(Saved entries)
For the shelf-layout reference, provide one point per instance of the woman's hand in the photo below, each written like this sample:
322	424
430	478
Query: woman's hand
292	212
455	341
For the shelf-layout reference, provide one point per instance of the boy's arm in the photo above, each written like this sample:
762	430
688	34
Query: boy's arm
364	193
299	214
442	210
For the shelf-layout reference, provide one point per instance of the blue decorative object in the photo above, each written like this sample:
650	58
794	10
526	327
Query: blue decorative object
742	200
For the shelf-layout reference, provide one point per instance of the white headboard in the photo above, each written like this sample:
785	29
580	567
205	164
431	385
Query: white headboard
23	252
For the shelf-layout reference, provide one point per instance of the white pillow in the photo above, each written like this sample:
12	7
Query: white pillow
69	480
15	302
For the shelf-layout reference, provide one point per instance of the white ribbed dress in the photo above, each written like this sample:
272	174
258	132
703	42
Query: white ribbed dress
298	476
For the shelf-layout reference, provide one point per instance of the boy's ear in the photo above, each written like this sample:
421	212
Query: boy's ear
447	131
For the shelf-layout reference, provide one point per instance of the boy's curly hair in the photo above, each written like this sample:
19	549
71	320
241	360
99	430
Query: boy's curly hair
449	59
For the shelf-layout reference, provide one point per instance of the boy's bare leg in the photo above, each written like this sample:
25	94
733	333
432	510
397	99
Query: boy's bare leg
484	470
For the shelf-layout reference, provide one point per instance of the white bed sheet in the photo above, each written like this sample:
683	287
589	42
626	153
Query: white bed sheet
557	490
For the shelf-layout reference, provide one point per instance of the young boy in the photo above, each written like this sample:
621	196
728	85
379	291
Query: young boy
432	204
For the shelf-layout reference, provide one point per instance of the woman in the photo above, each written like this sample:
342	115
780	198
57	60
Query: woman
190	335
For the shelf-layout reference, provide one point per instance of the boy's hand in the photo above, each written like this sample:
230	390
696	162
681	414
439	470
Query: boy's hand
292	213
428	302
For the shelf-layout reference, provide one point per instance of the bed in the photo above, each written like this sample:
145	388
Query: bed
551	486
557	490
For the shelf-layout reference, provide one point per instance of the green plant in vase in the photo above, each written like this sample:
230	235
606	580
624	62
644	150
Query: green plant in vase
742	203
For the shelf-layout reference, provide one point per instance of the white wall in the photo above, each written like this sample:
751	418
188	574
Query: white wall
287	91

Work task: Set the entries down again precisely as they were given.

Written reply:
For the shelf-layout reference, provide one point per instance of the woman's hand in the photo below, each written like this sample:
322	424
430	478
Query: woman's hand
292	212
455	341
For the shelf-layout reference, provide one point per instance of the boy's arm in the photo above, each written like this sample:
762	430
688	34
Query: boy's arm
364	193
299	214
442	210
For the shelf-layout reference, provide one point per instance of the blue decorative object in the photo above, each written like this sample:
650	58
794	10
526	327
Query: blue decorative object
742	200
For the shelf-layout reference, provide one point per instance of the white headboard in the photo above, each written like this sample:
785	29
580	567
205	164
431	385
Query: white headboard
23	252
For the shelf-layout reference, provide one point per instance of the white pillow in the photo above, each written like this sample:
12	7
Query: white pillow
69	480
15	302
For the shelf-layout reference, provide one point per instance of the white ribbed dress in the photo above, each written like this sample:
272	174
258	132
703	42
Query: white ribbed dress
298	476
For the shelf-layout reference, provide one point per instance of the boy's ear in the photo above, each written like this sample:
421	212
Query: boy's ear
447	131
For the shelf-layout reference, provide one point per instance of the boy's curly hair in the photo above, each written like this sample:
19	549
71	320
241	360
99	430
Query: boy's curly hair
449	59
For the shelf-layout reference, provide one point per instance of the boy's bare leg in the photo above, each written like this sample:
25	94
733	333
432	510
397	99
Query: boy's bare leg
484	470
For the shelf-layout reference, provide one point per instance of the white bed sheet in the photo above, each written like this sample:
683	287
589	42
626	153
Query: white bed sheet
557	490
For the shelf-layout reference, provide one point per instance of the young boy in the photo above, each written like this sample:
621	196
728	85
379	291
Query: young boy
432	204
For the shelf-layout reference, provide one point per instance of the woman in the photo above, each written like this sample:
342	115
780	198
57	60
Query: woman
190	335
For the shelf-layout reference, provide one point per instance of the boy's hand in the photo above, each written like this sample:
230	390
696	162
681	414
439	470
Query: boy's hand
292	213
428	302
For the shelf-layout reference, provide one point per instance of the bed in the photo above, each written like this sample:
145	388
Query: bed
551	486
557	490
For the shelf-layout reference, provide one point per instance of the green plant in vase in the photo above, each written like this sample:
230	235
606	580
624	62
644	150
Query: green plant in vase
742	203
For the shelf-layout reference, provide one point per instance of the white wall in the photo above, each written like this sample:
751	418
188	574
Query: white wall
287	91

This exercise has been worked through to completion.